Whenever a picture appears, leave it out while repeating all the other data exactly.

******************************

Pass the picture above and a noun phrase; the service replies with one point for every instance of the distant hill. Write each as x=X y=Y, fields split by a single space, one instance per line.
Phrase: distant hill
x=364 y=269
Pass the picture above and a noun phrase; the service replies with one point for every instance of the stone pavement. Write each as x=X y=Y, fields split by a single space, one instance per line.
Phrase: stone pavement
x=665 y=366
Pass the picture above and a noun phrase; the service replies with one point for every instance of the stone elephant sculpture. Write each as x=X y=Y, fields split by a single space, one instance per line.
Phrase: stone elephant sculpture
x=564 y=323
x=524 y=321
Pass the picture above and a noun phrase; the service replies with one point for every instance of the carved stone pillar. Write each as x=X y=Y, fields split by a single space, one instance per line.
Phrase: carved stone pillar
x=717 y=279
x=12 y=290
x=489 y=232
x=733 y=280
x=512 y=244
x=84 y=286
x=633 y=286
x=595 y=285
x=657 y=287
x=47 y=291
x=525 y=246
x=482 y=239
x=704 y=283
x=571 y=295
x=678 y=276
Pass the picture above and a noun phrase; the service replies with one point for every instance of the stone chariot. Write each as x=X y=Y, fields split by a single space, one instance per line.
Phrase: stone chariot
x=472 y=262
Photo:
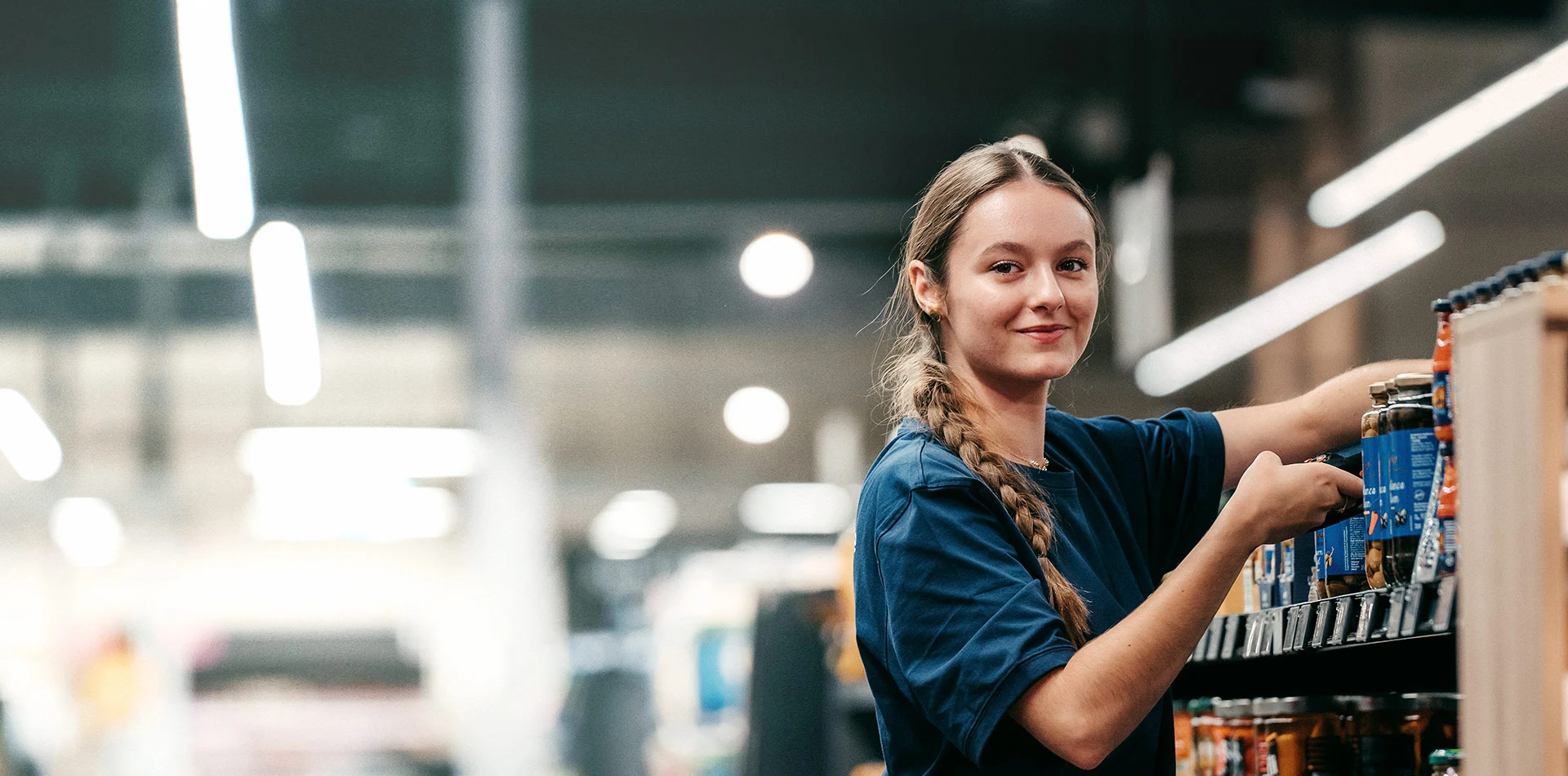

******************************

■ Your solution ■
Pass the picture above and a noun phrase; the service replies with one point for every instance of the distant hill. Write each as x=X y=Y, fields split by a single space, one instance per line.
Phrase: distant hill
x=364 y=269
Pass the picture above and a noun phrase; the service replies with one point for every instance of the stone pavement. Write each as x=X y=Y, fields split by a single space, one instance per line.
Phrase: stone pavement
x=665 y=366
Pass the picture above and a noun phrase; the service replies with one point for every instance of the stone elephant sculpture. Write each as x=X y=Y, fields split by a single space, one instance per line.
Phrase: stone elephant sculpture
x=564 y=323
x=524 y=321
Pass the picture above and a noun phrase; the service replies with one point for every instance of the carved stone pillar. Write each as x=X y=Y, fields split by a single space, one instance per line.
Phrase: carved stone pillar
x=717 y=279
x=12 y=290
x=489 y=232
x=733 y=280
x=512 y=244
x=84 y=286
x=633 y=286
x=595 y=285
x=657 y=287
x=47 y=291
x=525 y=246
x=482 y=239
x=704 y=283
x=571 y=295
x=678 y=276
Pass the picture above and a noun phrase; the service replies with one point for every instance of the stone chariot. Write each as x=X y=Y, fields split by a single space, one instance per line.
Phrase: stone chariot
x=472 y=262
Photo:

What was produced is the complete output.